Approach Bash Like a Developer - Part 30 - Option Parsing

This is part 30 of a series on how to approach bash programming in a way that’s safer and more structured than your basic script.

See part 1 if you want to catch the series from the start.

Last time, we discussed debugging. This time, let’s talk about parsing options to command-line scripts.

You wouldn’t necessarily think so, but parsing options can actually be a bit of a challenge. Mostly that’s due to the fact that over time, more and more flexibility has been added to the way standard utilities deal with options. These features have now become de rigeur.

There are somewhat formal descriptions of how options should be able to be specified to unix utilities. I’ll reference them later, but let’s start with a simplified picture.

After the name of the command itself, the command-line takes two kinds of input.

The first kind are options. Options are designated with a hyphen, followed by the option name itself. A short option has a single hyphen and a single character, such as -h for help. A long option has a double-dash and multiple characters, such as --help.

The second kind are positional arguments, which typically follow the options. A positional argument is a value by itself with no other adornment to give it meaning besides its position in the list of arguments. They might represent a filename or something else with a string value.

In the realm of options there are also two kinds of values which they represent.

Flags are options which represent boolean values. The presence of the option in the command typically represents true, while the absence of the option represents false.

They are bare options with no other associated information in the command, and usually indicate that the command should change its behavior or do something special, such as print out the help message and exit.

Named arguments are options which form a key-value pair, the name of the option being the key, and the value following the option on the command-line, e.g. --option value.

Named arguments can make string-valued arguments optional, since they may or may not be provided and do not affect the ordering of positional arguments by their absence.

A single hyphen by itself is a valid positional argument or value to a named argument and is not a flag.

Finally there is a special option of a bare double-dash, --. It signifies the end of the options and beginning of positional arguments. After this option, arguments may have values which start with one or two hyphens, whereas before the double-dash those would be interpreted as options instead of values.

All of these rules have been extended or broken with modern command-lines, but we’ll start with them. They are hard enough already! Even the long options aren’t part of the posix specifications, but they are too ubiquitous and useful to skip.

If you search around for how to parse options in bash natively, without the help of external utilities such as getopt, it usually boils down to something like this in the main body of the script:

while [[ $1 == -?* ]]; do
  case $1 in
    -- )
      shift
      break
      ;;
    -o|--option1 )  # flag
      o_flag=1
      ;;
    -p|--option2 )  # named argument
      shift
      option2_var=$1
      ;;
    * )

> _EXERCISE DETAILS_:
Answer these questions from the bash option-parsing article, one answer per line:
1. What kind of values do flags represent?
2. What does a bare double-dash, --, signify?
3. In the sample loop, which variable receives the value given with -p or --option2?

> _PROVIDED INFORMATION_:
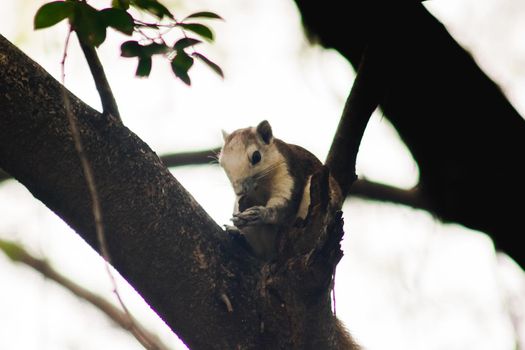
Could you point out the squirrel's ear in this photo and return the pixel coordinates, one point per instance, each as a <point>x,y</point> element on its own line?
<point>224,135</point>
<point>265,131</point>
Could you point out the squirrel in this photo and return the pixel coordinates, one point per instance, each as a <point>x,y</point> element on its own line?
<point>271,181</point>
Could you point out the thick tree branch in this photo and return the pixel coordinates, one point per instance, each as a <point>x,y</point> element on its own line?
<point>465,136</point>
<point>192,274</point>
<point>361,102</point>
<point>19,255</point>
<point>109,104</point>
<point>158,237</point>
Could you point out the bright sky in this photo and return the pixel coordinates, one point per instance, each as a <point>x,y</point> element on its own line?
<point>414,281</point>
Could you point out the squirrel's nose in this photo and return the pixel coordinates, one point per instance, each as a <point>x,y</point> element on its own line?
<point>249,185</point>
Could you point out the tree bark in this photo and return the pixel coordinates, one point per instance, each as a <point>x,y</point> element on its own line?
<point>466,138</point>
<point>196,277</point>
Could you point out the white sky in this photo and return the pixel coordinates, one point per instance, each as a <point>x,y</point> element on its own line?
<point>406,277</point>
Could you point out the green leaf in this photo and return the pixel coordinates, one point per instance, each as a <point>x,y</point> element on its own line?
<point>144,67</point>
<point>204,14</point>
<point>154,49</point>
<point>120,4</point>
<point>52,13</point>
<point>209,63</point>
<point>130,49</point>
<point>152,6</point>
<point>183,43</point>
<point>198,28</point>
<point>89,24</point>
<point>13,251</point>
<point>118,19</point>
<point>180,65</point>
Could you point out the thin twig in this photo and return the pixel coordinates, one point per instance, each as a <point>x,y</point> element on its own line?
<point>385,193</point>
<point>95,206</point>
<point>363,99</point>
<point>119,317</point>
<point>109,104</point>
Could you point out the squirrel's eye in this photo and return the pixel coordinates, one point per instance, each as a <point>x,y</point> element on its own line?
<point>256,157</point>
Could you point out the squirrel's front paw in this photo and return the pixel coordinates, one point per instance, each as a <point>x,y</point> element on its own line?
<point>251,216</point>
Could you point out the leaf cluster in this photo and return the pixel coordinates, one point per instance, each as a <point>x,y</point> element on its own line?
<point>91,25</point>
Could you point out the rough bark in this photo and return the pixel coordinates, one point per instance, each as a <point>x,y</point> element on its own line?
<point>466,138</point>
<point>197,278</point>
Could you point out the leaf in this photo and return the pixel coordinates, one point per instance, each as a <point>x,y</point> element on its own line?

> _WRITTEN ANSWER_:
1. Boolean values.
2. The end of the options and the beginning of positional arguments.
3. option2_var